• [TASK BRIEF]: If a line in the records below contains "statue", copy that line.

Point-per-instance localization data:

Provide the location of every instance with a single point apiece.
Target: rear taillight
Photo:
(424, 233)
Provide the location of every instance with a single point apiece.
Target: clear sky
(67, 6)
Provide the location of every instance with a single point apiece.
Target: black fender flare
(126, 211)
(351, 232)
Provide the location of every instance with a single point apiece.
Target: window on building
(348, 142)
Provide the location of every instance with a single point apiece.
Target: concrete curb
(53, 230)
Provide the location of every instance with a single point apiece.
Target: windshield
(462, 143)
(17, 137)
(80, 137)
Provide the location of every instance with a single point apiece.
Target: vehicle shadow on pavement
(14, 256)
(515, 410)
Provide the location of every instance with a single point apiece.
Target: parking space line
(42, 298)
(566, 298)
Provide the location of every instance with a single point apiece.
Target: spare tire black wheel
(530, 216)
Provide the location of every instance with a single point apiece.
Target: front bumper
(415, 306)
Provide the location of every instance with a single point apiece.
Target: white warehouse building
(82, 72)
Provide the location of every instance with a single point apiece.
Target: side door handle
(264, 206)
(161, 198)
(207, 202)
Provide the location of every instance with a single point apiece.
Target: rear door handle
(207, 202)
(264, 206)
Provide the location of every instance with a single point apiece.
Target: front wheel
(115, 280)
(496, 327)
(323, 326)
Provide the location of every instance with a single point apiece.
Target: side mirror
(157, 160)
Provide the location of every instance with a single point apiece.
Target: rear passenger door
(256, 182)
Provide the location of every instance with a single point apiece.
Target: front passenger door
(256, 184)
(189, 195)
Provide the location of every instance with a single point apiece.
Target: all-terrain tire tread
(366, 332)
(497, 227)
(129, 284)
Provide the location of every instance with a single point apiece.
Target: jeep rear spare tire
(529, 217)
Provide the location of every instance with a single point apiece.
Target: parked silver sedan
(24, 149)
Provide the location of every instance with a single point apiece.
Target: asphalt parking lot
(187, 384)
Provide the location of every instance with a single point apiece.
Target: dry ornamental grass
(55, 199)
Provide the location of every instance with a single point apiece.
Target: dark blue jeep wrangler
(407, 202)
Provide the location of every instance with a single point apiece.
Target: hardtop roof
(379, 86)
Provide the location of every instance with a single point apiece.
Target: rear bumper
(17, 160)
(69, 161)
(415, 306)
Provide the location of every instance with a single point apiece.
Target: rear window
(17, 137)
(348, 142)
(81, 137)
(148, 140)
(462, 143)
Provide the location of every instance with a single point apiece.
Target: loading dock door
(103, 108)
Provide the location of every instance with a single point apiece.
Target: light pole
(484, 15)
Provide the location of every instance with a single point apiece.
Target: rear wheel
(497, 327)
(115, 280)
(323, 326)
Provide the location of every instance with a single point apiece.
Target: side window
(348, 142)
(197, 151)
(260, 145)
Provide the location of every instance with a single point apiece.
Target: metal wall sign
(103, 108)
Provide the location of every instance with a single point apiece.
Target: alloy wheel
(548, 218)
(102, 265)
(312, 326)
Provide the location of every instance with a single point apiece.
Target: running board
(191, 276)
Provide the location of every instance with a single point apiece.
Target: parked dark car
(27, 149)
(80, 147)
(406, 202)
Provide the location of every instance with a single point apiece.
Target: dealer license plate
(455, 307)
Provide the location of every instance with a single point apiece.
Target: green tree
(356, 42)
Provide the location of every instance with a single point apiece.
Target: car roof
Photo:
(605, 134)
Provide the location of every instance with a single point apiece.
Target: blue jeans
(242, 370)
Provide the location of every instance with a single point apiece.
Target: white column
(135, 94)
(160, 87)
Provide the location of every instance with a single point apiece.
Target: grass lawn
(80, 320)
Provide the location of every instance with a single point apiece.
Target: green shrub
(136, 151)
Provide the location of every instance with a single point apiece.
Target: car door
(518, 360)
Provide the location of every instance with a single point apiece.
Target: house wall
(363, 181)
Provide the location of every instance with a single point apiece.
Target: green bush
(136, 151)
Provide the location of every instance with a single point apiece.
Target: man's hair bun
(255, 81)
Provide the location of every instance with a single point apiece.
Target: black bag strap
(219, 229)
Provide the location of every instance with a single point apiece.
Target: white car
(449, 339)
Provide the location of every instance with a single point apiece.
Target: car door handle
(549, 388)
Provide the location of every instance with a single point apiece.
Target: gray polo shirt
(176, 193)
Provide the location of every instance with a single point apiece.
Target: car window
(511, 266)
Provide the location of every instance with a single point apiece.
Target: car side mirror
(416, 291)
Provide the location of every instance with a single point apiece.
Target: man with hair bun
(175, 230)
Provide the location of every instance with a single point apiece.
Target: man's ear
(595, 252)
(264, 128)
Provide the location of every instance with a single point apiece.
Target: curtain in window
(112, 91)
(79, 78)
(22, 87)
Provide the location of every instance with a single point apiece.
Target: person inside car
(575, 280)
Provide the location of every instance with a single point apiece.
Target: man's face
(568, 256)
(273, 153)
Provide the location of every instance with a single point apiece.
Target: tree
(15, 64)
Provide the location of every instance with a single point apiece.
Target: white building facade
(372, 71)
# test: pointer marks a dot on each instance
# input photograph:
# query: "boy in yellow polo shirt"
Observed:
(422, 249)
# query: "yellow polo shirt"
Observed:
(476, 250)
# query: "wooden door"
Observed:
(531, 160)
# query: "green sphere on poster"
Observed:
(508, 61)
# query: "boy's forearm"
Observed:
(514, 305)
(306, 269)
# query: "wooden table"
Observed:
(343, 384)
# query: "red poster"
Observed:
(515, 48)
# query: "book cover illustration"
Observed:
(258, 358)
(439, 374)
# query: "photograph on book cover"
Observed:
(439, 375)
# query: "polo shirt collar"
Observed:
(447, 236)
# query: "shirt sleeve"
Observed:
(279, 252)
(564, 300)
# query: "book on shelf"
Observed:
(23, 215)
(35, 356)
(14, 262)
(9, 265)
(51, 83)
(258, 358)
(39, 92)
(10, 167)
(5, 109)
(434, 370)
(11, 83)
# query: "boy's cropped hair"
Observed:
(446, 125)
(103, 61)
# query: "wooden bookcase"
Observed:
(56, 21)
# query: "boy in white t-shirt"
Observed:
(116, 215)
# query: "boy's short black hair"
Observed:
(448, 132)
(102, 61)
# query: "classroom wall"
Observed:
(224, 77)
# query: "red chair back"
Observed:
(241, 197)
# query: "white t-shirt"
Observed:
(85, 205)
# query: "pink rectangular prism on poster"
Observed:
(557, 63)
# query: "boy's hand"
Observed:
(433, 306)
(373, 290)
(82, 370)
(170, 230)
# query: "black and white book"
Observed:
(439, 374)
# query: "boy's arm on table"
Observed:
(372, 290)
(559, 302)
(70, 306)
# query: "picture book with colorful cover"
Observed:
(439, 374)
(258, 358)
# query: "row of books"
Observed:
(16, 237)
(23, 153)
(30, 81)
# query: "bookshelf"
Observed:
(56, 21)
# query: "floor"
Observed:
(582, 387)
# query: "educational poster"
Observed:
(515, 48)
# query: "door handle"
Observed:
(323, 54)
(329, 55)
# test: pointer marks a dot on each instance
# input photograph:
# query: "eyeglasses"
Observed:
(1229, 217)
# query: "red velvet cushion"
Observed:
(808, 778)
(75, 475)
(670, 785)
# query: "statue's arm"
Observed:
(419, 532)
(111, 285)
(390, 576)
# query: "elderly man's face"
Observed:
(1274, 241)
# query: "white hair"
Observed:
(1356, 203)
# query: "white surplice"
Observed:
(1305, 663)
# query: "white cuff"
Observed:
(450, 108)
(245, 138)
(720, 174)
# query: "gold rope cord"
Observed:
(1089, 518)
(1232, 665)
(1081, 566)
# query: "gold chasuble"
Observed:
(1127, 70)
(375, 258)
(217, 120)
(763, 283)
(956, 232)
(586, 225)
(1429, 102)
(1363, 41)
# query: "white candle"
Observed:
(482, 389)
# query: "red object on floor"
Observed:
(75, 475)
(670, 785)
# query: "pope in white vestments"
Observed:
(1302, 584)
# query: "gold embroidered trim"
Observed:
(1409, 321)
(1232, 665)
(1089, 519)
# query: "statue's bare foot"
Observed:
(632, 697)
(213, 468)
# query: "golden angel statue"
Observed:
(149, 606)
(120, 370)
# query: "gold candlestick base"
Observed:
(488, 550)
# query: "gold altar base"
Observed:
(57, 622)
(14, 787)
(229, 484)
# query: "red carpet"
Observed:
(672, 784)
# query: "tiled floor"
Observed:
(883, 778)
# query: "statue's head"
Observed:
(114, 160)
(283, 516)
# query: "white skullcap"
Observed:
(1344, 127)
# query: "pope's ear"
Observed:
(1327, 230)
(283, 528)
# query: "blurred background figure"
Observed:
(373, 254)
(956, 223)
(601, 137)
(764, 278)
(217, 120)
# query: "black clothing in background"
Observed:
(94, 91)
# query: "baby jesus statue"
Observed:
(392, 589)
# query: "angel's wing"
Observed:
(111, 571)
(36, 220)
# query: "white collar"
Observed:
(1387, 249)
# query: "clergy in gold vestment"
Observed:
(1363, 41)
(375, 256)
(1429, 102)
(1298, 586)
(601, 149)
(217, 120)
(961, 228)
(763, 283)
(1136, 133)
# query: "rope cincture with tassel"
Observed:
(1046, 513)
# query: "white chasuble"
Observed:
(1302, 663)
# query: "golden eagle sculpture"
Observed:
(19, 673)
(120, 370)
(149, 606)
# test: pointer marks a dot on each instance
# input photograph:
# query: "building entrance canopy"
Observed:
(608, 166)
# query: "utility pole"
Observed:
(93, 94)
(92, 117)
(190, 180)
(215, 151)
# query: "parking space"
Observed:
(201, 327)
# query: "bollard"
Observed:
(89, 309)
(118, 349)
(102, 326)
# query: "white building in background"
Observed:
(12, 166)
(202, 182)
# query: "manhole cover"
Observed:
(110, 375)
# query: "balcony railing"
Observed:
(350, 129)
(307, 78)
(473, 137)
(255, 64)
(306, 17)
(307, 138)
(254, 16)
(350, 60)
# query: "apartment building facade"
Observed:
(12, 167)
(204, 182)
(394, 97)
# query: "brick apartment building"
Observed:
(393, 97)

• [EXERCISE RESULT]:
# query: "statue's arm"
# query: "statue's bare foot"
# query: "golden angel statue"
# query: "statue's head"
# query: "baby jesus statue"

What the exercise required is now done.